→ What needs to be done
The lines to extract start at the one containing "Pick out the green foliage." and end with the last line; give them exactly and nothing more.

+ + + + + + +

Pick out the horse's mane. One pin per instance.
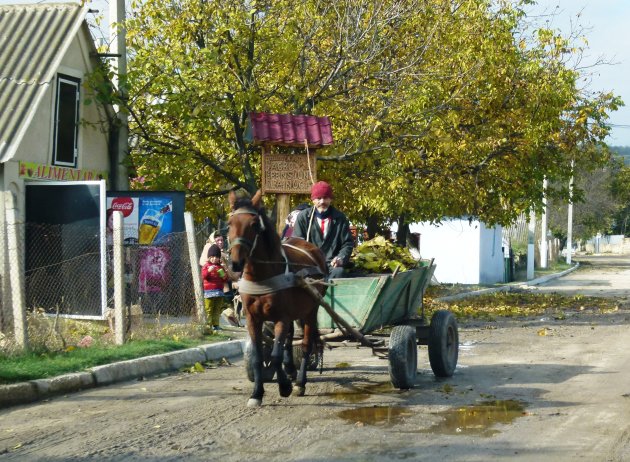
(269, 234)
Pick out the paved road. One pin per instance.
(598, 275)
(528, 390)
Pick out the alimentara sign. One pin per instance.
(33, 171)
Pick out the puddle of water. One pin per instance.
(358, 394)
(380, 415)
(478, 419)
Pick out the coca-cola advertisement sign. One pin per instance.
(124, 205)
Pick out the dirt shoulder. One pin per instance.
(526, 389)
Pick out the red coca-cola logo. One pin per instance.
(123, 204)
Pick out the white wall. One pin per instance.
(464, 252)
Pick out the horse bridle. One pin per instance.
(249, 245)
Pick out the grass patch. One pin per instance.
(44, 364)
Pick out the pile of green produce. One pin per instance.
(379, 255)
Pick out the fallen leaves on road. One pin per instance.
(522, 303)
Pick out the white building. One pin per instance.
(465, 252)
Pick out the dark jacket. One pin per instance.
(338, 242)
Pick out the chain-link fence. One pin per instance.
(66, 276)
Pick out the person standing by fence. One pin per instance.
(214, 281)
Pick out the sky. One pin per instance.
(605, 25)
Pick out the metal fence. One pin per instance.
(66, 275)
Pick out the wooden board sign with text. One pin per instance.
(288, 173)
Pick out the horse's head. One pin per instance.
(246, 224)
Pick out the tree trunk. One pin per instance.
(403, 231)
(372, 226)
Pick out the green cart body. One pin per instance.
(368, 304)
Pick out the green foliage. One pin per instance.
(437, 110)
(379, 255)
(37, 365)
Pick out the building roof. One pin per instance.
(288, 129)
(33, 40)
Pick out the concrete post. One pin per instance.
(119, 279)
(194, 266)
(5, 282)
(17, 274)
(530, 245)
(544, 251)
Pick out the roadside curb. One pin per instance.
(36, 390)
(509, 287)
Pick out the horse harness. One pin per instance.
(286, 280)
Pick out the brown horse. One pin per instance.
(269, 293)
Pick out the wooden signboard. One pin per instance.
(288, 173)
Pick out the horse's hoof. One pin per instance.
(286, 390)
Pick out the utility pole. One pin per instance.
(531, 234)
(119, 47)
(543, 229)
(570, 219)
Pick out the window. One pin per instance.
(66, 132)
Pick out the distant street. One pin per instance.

+ + + + + + +

→ Output of the exercise
Pick out the green foliage. One pin per instance.
(437, 110)
(379, 255)
(37, 365)
Pick out the building roof. One pin per instance.
(288, 129)
(33, 40)
Pick out the concrete post. One pin per instance.
(119, 279)
(194, 266)
(5, 282)
(17, 274)
(530, 245)
(544, 251)
Pick out the roadside curb. One pin per instance.
(36, 390)
(509, 287)
Pick out the horse harness. One pin per instance.
(286, 280)
Pick out the brown horse. One pin per instance.
(269, 293)
Pick out the wooden signboard. One pin per instance.
(288, 173)
Pick out the horse's hoof. One pin per instance.
(286, 390)
Pick out the utility pole. One pin per instance.
(531, 234)
(119, 47)
(543, 229)
(570, 219)
Pick out the window. One pin per instance.
(66, 132)
Pick out the distant street. One pin per instance.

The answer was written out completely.